> Given task: Copy the data below line for line, changing nothing.

------------------------

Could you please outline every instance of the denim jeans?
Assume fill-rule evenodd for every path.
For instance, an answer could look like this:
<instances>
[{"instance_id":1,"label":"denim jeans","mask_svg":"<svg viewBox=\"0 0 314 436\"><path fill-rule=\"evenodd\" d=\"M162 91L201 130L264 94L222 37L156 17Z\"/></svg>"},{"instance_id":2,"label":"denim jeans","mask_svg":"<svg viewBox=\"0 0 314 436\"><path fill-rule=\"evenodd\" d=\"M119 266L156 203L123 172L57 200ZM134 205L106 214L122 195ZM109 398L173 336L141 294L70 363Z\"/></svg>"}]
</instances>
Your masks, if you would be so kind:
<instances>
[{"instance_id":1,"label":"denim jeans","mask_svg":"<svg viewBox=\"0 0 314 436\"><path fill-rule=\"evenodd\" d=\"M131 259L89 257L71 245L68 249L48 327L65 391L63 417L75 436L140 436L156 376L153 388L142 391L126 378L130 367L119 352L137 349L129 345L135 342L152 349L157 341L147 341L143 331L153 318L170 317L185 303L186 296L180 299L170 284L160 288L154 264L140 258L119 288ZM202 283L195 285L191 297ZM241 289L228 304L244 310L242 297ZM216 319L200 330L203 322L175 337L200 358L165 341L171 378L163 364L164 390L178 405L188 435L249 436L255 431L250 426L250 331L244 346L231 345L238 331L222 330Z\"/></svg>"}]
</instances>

------------------------

> Complete response:
Could you please outline every instance of the denim jeans?
Assume fill-rule evenodd for every path.
For instance, an answer could look like this:
<instances>
[{"instance_id":1,"label":"denim jeans","mask_svg":"<svg viewBox=\"0 0 314 436\"><path fill-rule=\"evenodd\" d=\"M162 91L201 130L264 94L222 37L156 17Z\"/></svg>"},{"instance_id":2,"label":"denim jeans","mask_svg":"<svg viewBox=\"0 0 314 436\"><path fill-rule=\"evenodd\" d=\"M119 266L156 203L123 172L57 200ZM134 205L106 214L122 195ZM109 398L173 336L141 294L70 363Z\"/></svg>"}]
</instances>
Your masks, if you would be so kind:
<instances>
[{"instance_id":1,"label":"denim jeans","mask_svg":"<svg viewBox=\"0 0 314 436\"><path fill-rule=\"evenodd\" d=\"M131 259L89 257L71 245L68 249L48 327L65 391L63 417L75 436L140 436L156 376L153 388L142 391L126 378L130 367L119 352L137 349L129 345L135 342L152 349L157 341L147 341L143 331L153 318L170 317L185 303L186 296L180 299L170 284L160 288L154 264L140 258L119 288ZM202 283L195 285L191 297ZM241 289L228 304L244 310L242 297ZM216 319L200 330L203 322L175 337L200 358L165 341L171 378L163 364L164 390L178 405L188 435L249 436L255 431L250 426L250 331L244 346L231 345L238 331L222 330Z\"/></svg>"}]
</instances>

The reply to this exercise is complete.